* **Exercício proposto**:
Dê continuidade ao texto sobre o programa Novo Mercado de Gás, começando logo depois da última frase apresentada.

A mudança nas bases do mercado de gás também foi abordada pelo representante da Agência Nacional de Petróleo, Gás Natural e Biocombustíveis (ANP), Hélio Bisaggio. Superintendente de Infraestrutura, ele avaliou que o Programa "Gás para Crescer” estabeleceu um novo desenho de mercado para a indústria do gás natural e representou uma evolução para a Lei do Gás (Lei 11.909/2009), mas não proporcionou a abertura de mercado que era esperada. Isso pode acontecer no programa Novo Mercado de Gás.

Bisaggio explicou que ele pressupõe atos normativos que separam atividades de transporte das atividades potencialmente concorrenciais. Ele lembrou que dezenas de empresas já fazem a produção e exploração no Brasil, mas, na comercialização, a Petrobras continua dominante.

— O Novo Mercado de Gás traz regras de independência do transportador, reserva da capacidade de entrada e saída, tarifas de transporte aprovadas pela ANP, coordenação dos transportadores, códigos comuns de rede (network codes), e transparência no oferecimento e contratação dos serviços.

De acordo com o representante da ANP, o objetivo do Novo Mercado de Gás é fazer surgir um mercado líquido e competitivo com transparência na formação dos preços e liquidez de curto prazo.

Ele comentou que tradicionalmente os contratos pressupõem a exclusividade do duto e por muito longo prazo. Exemplo disso, é o contrato de fornecimento com a Bolívia, de 20 anos, e o transporte dele, na TVG, por exemplo, vai até 2041.

— O novo modelo tem contratos padronizados e de menor prazo, dando maior liquidez e mais garantias para quem compra e quem vende.

Independência

O superintendente destacou a criação de HUBs (pontos virtuais) de negociação e disse que o acesso ao sistema de transporte é pré-condição para o desenvolvimento de um mercado concorrencial de gás natural.

* **Material extraído**:
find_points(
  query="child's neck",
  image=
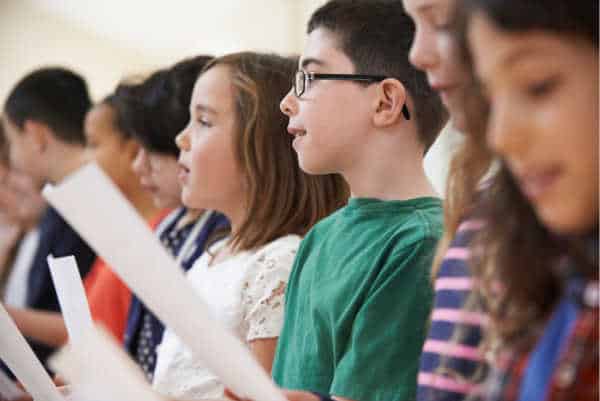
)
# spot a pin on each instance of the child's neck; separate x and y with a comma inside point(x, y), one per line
point(67, 160)
point(389, 174)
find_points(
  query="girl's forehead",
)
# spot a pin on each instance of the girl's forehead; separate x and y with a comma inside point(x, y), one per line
point(213, 91)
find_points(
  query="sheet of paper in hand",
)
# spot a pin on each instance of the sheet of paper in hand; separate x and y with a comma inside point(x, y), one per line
point(93, 206)
point(8, 388)
point(100, 370)
point(71, 296)
point(18, 356)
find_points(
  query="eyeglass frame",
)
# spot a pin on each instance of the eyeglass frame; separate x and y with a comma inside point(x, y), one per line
point(313, 76)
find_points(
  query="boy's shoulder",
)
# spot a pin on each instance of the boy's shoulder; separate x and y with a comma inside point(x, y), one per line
point(393, 224)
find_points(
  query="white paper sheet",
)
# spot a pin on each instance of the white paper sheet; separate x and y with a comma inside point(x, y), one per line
point(100, 370)
point(94, 207)
point(71, 296)
point(18, 356)
point(8, 389)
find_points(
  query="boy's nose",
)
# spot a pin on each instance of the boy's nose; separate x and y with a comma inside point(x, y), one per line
point(288, 105)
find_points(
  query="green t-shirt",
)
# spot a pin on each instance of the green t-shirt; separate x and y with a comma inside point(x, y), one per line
point(358, 301)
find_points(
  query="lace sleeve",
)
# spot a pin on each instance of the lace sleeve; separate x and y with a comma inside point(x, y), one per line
point(263, 291)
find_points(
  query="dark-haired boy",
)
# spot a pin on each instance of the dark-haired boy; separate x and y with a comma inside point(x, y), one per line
point(43, 123)
point(359, 296)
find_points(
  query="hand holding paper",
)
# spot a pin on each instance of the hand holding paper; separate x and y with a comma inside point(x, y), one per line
point(91, 204)
point(21, 360)
point(101, 370)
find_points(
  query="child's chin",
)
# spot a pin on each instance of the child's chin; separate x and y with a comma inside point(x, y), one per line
point(314, 168)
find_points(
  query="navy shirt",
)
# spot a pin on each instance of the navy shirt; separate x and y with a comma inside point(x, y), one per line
point(144, 330)
point(57, 238)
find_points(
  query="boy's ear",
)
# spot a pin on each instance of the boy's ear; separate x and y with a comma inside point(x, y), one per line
point(391, 98)
point(38, 134)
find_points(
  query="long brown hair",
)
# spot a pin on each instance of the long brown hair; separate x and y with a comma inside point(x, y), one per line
point(282, 199)
point(515, 256)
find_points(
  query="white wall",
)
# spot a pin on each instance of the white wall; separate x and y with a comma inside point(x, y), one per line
point(107, 40)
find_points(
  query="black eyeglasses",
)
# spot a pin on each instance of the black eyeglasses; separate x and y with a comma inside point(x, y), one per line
point(302, 79)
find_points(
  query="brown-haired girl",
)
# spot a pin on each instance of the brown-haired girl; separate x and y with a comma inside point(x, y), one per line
point(237, 158)
point(537, 255)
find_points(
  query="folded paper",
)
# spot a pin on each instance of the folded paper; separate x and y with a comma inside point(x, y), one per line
point(20, 359)
point(93, 206)
point(71, 296)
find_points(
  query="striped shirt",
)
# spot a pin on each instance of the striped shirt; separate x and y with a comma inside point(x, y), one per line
point(450, 360)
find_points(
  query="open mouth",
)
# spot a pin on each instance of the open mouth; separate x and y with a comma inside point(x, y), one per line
point(296, 132)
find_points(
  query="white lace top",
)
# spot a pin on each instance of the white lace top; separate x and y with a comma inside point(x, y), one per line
point(245, 292)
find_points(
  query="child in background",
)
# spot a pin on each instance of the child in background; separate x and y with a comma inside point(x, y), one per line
point(359, 295)
point(158, 110)
point(20, 209)
point(451, 364)
point(43, 122)
point(537, 256)
point(112, 147)
point(237, 158)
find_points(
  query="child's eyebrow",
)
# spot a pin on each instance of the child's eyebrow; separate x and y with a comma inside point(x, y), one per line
point(307, 61)
point(204, 108)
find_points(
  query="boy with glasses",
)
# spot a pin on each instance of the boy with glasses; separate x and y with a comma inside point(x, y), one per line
point(359, 296)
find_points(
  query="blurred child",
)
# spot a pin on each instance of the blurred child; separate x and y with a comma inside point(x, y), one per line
point(237, 158)
point(157, 110)
point(537, 256)
point(451, 363)
point(43, 121)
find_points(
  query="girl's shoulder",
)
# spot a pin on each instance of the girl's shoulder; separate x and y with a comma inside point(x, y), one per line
point(280, 252)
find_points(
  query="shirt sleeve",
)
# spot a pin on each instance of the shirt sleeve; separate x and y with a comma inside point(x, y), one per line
point(389, 329)
point(263, 292)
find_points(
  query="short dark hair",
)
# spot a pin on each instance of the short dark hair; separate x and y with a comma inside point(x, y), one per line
point(56, 97)
point(3, 146)
point(157, 110)
point(120, 111)
point(376, 35)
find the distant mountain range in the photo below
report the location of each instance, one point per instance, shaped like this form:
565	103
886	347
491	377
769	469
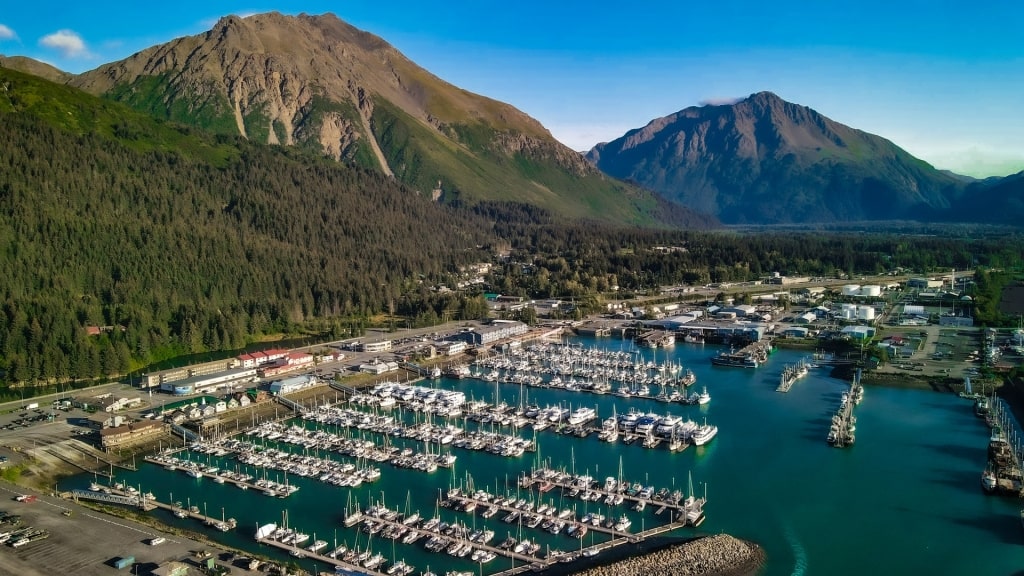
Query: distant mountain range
764	160
316	82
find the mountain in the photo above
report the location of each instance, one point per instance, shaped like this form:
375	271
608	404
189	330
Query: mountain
991	200
34	67
763	160
316	82
112	217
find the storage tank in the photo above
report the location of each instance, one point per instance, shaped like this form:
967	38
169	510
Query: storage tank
870	290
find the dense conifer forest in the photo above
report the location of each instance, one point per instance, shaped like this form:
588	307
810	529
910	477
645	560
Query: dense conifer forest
126	241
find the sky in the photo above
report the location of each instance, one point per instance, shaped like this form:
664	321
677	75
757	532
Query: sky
942	79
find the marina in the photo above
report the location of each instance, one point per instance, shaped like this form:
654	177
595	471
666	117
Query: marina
765	510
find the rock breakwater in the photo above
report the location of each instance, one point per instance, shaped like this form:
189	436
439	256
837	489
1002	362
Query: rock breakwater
714	556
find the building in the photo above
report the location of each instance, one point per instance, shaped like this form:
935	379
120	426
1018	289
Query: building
489	333
950	320
171	569
376	347
206	381
111	403
451	347
738	311
796	332
130	434
858	332
806	318
175	374
378	368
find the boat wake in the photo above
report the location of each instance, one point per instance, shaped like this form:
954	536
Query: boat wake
799	552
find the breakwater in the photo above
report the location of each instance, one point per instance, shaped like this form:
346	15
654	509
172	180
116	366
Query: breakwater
714	556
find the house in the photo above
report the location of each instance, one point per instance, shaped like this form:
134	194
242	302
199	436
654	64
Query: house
171	569
449	347
488	333
376	347
806	318
110	403
378	368
796	332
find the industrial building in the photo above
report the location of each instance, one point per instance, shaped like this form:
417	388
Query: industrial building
489	333
376	347
130	434
205	381
294	383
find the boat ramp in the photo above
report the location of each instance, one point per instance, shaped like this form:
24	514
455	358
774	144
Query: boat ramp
844	423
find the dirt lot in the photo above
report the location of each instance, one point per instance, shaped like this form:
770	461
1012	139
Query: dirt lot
1012	300
86	542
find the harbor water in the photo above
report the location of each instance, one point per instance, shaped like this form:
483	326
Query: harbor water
905	499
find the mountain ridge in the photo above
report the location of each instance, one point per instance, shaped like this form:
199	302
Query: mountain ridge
764	160
317	82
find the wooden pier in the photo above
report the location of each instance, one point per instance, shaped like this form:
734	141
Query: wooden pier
681	507
290	548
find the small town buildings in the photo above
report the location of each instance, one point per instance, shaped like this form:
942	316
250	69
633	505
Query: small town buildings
171	569
924	283
131	434
806	318
294	383
203	382
376	347
489	333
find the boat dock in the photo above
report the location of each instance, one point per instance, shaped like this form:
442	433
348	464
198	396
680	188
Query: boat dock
689	508
844	423
298	551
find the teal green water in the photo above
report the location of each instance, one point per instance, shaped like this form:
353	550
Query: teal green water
906	499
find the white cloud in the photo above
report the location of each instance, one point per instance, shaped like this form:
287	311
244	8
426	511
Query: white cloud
720	100
67	42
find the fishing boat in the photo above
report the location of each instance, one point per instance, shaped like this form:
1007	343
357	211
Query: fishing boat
582	416
734	359
705	434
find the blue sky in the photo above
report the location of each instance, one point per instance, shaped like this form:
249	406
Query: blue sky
942	79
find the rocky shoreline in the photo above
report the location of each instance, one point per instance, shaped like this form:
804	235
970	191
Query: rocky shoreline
713	556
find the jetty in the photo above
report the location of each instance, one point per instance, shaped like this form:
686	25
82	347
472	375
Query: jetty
791	374
844	423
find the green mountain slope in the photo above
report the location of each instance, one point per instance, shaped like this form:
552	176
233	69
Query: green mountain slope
316	82
109	217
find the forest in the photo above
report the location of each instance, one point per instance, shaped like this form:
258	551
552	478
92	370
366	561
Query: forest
125	242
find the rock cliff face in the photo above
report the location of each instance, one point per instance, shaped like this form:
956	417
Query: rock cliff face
320	83
764	160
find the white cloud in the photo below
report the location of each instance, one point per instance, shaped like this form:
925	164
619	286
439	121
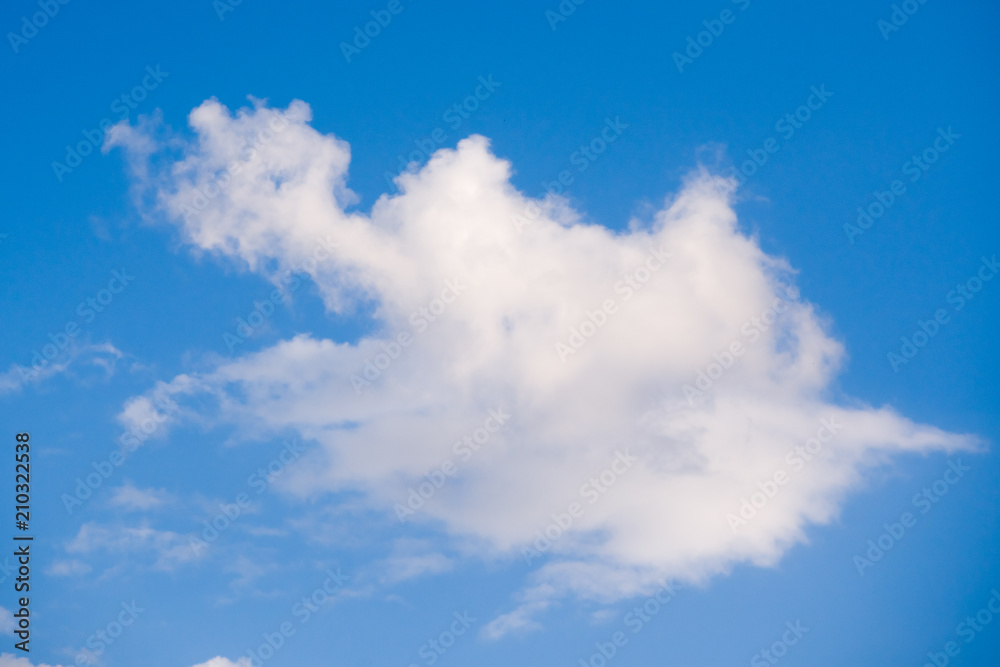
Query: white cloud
169	549
411	559
129	497
223	662
68	568
104	356
523	289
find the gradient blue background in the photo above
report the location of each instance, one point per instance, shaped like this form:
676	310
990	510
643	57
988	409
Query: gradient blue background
557	87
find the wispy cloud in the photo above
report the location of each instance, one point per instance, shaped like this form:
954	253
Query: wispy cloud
641	311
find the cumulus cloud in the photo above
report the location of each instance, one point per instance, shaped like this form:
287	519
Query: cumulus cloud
223	662
612	353
168	548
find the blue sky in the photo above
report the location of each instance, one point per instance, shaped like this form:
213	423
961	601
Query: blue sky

* **Resultado da tarefa**:
— A experiência mundial mostra que a independência do transportador é fundamental para o setor.

Segundo Bisaggio, o Brasil estaria atrasado nesse sentido: nos EUA, a independência de transporte aconteceu por volta de 1930 e, na Europa, entre os anos 1990 e 2010.

Na reunião, Marcelo Lima Mendonça, da Associação Brasileira das Empresas Distribuidoras de Gás (Abegás), destacou que hoje o sistema não dá acesso para se comprar o gás de vários ofertantes. Ele esclareceu que o Brasil tem potencial de dobrar a produção de gás nos próximos dez anos.

— Mas hoje ele não gera royalties, não gera empregos, não gera impostos e muitas vezes o gás é reinjetado. Esse ciclo a gente precisa quebrar, desenvolver a infraestrutura e monetizar o gás.

Ele apontou a ociosidade do sistema como alta, onerando o usuário final do sistema, o consumidor. Ele também comentou que a infraestrutura da TAG, apesar de robusta, ainda se concentra no litoral e seria preciso desenvolver a infraestrutura no território como um todo.

Marcelo, contudo, acredita que a venda da TAG não mudará de maneira significativa o mercado.

— Os dutos permanecem 100% contratados e a Petrobras segue responsável pela operação desses dutos — concluiu.

Agência Senado (Reprodução autorizada mediante citação da Agência Senado)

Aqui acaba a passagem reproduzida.